[Assignment]
Compute how many lines in the records below contain the string "target" and give that number without other output.

Source data:
※
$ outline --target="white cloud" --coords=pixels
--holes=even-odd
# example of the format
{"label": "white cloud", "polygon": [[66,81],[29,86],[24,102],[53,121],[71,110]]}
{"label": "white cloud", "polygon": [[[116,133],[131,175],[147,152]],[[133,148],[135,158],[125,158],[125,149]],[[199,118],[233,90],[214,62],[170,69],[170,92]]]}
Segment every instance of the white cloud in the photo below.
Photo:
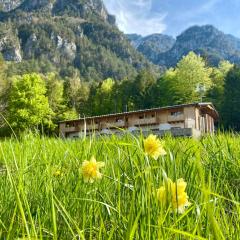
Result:
{"label": "white cloud", "polygon": [[[199,17],[202,18],[204,14],[212,13],[214,7],[220,1],[221,0],[204,0],[203,2],[199,2],[198,5],[194,6],[194,8],[191,8],[189,11],[179,12],[177,18],[184,22],[188,21],[190,24],[191,21],[196,21]],[[206,20],[208,21],[208,19],[201,19],[200,22],[205,22]]]}
{"label": "white cloud", "polygon": [[208,12],[211,11],[213,7],[215,7],[216,4],[218,4],[220,0],[209,0],[205,4],[202,5],[200,8],[200,11],[202,12]]}
{"label": "white cloud", "polygon": [[117,18],[120,30],[125,33],[149,35],[166,29],[166,13],[154,13],[152,0],[104,0],[111,14]]}

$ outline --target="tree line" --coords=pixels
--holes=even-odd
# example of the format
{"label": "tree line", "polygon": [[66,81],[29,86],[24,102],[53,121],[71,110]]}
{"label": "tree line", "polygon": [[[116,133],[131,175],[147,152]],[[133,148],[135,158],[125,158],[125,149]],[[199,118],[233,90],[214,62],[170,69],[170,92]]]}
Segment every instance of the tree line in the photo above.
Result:
{"label": "tree line", "polygon": [[213,102],[222,126],[240,130],[240,67],[228,61],[210,67],[190,52],[161,76],[144,69],[134,77],[103,81],[84,81],[74,69],[64,76],[11,75],[9,69],[1,59],[1,136],[28,129],[54,134],[61,120],[202,101]]}

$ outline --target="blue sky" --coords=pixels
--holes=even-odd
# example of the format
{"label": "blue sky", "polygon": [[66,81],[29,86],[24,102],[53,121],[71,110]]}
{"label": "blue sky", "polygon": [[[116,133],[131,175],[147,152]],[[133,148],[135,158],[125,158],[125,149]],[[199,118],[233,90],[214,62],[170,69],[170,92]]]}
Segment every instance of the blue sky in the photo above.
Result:
{"label": "blue sky", "polygon": [[125,33],[179,35],[212,24],[240,37],[240,0],[103,0]]}

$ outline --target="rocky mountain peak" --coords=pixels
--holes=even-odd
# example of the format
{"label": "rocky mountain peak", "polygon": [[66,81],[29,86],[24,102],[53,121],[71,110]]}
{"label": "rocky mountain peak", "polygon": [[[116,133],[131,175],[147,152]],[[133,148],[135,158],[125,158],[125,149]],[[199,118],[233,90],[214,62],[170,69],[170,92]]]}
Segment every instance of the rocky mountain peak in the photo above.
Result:
{"label": "rocky mountain peak", "polygon": [[[0,0],[0,19],[14,18],[14,15],[47,14],[68,15],[82,19],[98,19],[115,25],[115,17],[107,12],[102,0]],[[2,13],[1,13],[2,11]],[[17,13],[17,14],[16,14]]]}
{"label": "rocky mountain peak", "polygon": [[[177,37],[178,43],[187,43],[189,41],[194,45],[206,45],[211,44],[216,38],[223,36],[224,33],[219,31],[212,25],[193,26],[188,28],[182,34]],[[188,43],[189,44],[189,43]],[[195,46],[193,46],[195,47]]]}
{"label": "rocky mountain peak", "polygon": [[212,65],[218,65],[224,59],[239,63],[240,39],[225,34],[212,25],[193,26],[177,37],[169,51],[158,56],[158,64],[175,66],[190,51],[202,55]]}
{"label": "rocky mountain peak", "polygon": [[221,60],[240,63],[240,39],[212,25],[189,27],[176,40],[163,34],[146,37],[128,34],[127,38],[148,60],[160,66],[174,67],[190,51],[200,54],[214,66]]}

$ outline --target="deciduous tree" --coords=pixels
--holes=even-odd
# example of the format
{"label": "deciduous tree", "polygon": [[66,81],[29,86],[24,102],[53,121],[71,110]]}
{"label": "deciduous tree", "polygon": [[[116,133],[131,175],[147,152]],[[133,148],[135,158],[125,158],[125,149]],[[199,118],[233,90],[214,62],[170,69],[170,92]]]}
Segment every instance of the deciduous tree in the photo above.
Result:
{"label": "deciduous tree", "polygon": [[46,85],[38,74],[12,78],[8,99],[8,122],[16,131],[38,127],[52,128]]}
{"label": "deciduous tree", "polygon": [[170,69],[167,76],[171,75],[170,91],[175,97],[175,103],[198,102],[212,86],[210,78],[212,69],[209,68],[202,57],[190,52],[177,64],[175,69]]}

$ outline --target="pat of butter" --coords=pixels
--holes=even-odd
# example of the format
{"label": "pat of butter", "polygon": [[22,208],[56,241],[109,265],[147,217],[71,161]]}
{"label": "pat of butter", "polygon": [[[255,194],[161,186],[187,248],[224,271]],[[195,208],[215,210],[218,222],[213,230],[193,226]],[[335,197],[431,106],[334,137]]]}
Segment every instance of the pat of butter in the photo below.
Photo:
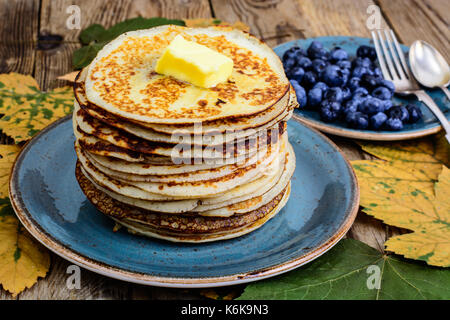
※
[Expected answer]
6